#### PARTS OF THE EXERCISE
1 – In the R35 group buy thread, copy the text from "I have’nt seen" to "(Mar 27, 2020)" word for word.
2 – In the R35 group buy thread, what is the minimum number of orders Hugh Keir says is needed to get a discount?

#### SELECTED PASSAGE
● ● ●

# Group buys R35



## Skint (Oct 11, 2014)

I have’nt seen any group buys since I purchased my dsc controller, are these still allowed?

what would people like to see on one?


----------



## BazM (Mar 27, 2020)

Tyres would be good and Alcon brake discs


----------



## nn7man (Mar 15, 2019)

I'm thinking about a DSC, so in if a deal can be done again


----------



## Katsura1987 (Mar 26, 2020)

I’ll be up for the dsc controller


----------



## PhilEvans64 (Oct 30, 2018)

DSC tempting


----------



## Madmikexxx (Oct 20, 2019)

Very tempting


----------



## Henley (Oct 27, 2018)

Another for dsc


----------



## Hugh Keir (Jul 25, 2001)

Happy to set up another DSC Sport group buy.

I always keep them in stock, but can get a discount from when ordering in larger numbers.

It needs to be a minimum of 5 to get a discount.

I will check the exchange rate just now and get back to you on the discounted rates.


----------



## dudersvr (May 7, 2003)

Hugh Keir said:


> Happy to set up another DSC Sport group buy.
> 
> I always keep them in stock, but can get a discount from when ordering in larger numbers.
> 
> ...


Best thing I bought for my car


----------



## Skint (Oct 11, 2014)

Probably would have been best fitted with something like this from new.


----------



## jasoburch (Jul 16, 2015)

Hugh Keir said:


> Happy to set up another DSC Sport group buy.
> 
> I always keep them in stock, but can get a discount from when ordering in larger numbers.
> 
> ...


Yes, interested in DSC.


----------



## nn7man (Mar 15, 2019)

That looks like 6 interested so far


----------



## Sambombes (Jan 23, 2014)

Might be interested as well. Dsc +1


----------



## Kieranrob (Apr 3, 2012)

I would be interested in a DSC too 


Sent from my iPhone using Tapatalk


----------



## jasoburch (Jul 16, 2015)

Hugh Keir said:


> Happy to set up another DSC Sport group buy.
> 
> I always keep them in stock, but can get a discount from when ordering in larger numbers.
> 
> ...


Any update on this, Hugh?


----------



## Richy1104 (Jan 11, 2018)

DSC here too


----------



## Mookistar (Feb 5, 2004)

Group buys are fine but cannot be managed by the business if they are not a vendor. If Skint wants to manage it with Hugh then that fine


----------



## Skint (Oct 11, 2014)

It would be best to start a list to see who is 100% committed then he can work a price based on volume.


----------



## Madmikexxx (Oct 20, 2019)

Count me in for one 😊


----------



## Wmcg (May 15, 2012)

I'd be interested in DSC too

Sent from my SM-G973F using Tapatalk


----------



## jasoburch (Jul 16, 2015)

Put me down as definite. Will pay deposit if required.


----------



## Skint (Oct 11, 2014)

● ● ●

#### DATA LINES
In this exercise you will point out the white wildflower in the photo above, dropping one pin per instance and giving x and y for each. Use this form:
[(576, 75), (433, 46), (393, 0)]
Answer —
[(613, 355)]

● ● ●

#### RESULTS IN ORDER
1 –
I have’nt seen any group buys since I purchased my dsc controller, are these still allowed?

what would people like to see on one?


----------



## BazM (Mar 27, 2020)

2 – A minimum of 5.